* **What the task requires**:
Repeat word for word the lines of the material that begin with the line containing "Identify the heart-shaped" and go on through the end of the material.

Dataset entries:
★ ★ ★ ★
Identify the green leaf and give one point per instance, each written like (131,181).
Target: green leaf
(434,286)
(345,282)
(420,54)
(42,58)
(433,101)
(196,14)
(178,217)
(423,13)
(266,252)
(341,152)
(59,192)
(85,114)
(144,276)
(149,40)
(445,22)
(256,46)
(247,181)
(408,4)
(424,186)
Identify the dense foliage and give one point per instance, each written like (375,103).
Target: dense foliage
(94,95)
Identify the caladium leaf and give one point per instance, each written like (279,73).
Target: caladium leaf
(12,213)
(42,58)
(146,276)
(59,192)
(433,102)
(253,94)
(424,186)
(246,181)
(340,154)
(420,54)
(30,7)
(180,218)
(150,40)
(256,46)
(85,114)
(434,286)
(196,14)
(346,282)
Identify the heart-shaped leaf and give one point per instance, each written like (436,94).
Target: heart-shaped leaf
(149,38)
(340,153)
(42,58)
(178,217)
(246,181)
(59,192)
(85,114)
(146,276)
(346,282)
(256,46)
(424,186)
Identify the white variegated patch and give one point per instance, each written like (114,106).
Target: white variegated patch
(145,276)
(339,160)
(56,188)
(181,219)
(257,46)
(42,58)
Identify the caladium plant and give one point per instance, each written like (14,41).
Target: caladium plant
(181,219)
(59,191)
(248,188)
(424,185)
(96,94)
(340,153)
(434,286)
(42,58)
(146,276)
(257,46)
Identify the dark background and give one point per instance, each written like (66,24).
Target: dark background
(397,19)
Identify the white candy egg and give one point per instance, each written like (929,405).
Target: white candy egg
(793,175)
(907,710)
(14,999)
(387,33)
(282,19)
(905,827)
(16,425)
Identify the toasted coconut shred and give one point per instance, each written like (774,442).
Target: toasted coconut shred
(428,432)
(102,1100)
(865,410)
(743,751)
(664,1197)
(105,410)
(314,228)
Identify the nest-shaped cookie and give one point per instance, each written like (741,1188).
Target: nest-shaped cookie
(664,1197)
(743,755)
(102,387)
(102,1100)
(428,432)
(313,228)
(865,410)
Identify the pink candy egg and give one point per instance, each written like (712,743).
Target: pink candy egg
★ ★ ★ ★
* **Reply to the exercise**:
Identify the heart-shaped leaf and give one point per instance, each written like (436,94).
Target: heart-shaped leaf
(149,38)
(340,153)
(42,58)
(178,217)
(246,181)
(59,192)
(85,114)
(146,276)
(346,282)
(256,46)
(424,186)
Identify the white variegated patch and give one point per instance, each written like (114,106).
Target: white variegated patch
(145,276)
(339,160)
(56,188)
(181,219)
(257,46)
(42,58)
Identify the caladium plant and give one point per instance, each written like (14,41).
Target: caladium plant
(181,219)
(59,191)
(248,188)
(424,185)
(96,94)
(340,153)
(434,286)
(42,58)
(146,276)
(257,46)
Identify the dark background and give one point per instance, each written like (66,24).
Target: dark background
(397,19)
Identify the white candy egg and give one point per instance, each written like (929,405).
Target: white candy egg
(793,175)
(907,710)
(14,999)
(387,33)
(282,19)
(905,827)
(16,425)
Identify the toasted coconut shred and give one point per instance, each written like (774,442).
Target: toasted coconut shred
(428,432)
(102,1100)
(865,410)
(743,751)
(664,1197)
(105,410)
(314,228)
Identify the nest-shaped cookie and give one point per instance, each written like (741,1188).
Target: nest-shaped cookie
(664,1197)
(743,755)
(102,387)
(102,1100)
(428,432)
(313,228)
(865,410)
Identify the pink candy egg and give one point per instance, each written like (712,743).
Target: pink candy egg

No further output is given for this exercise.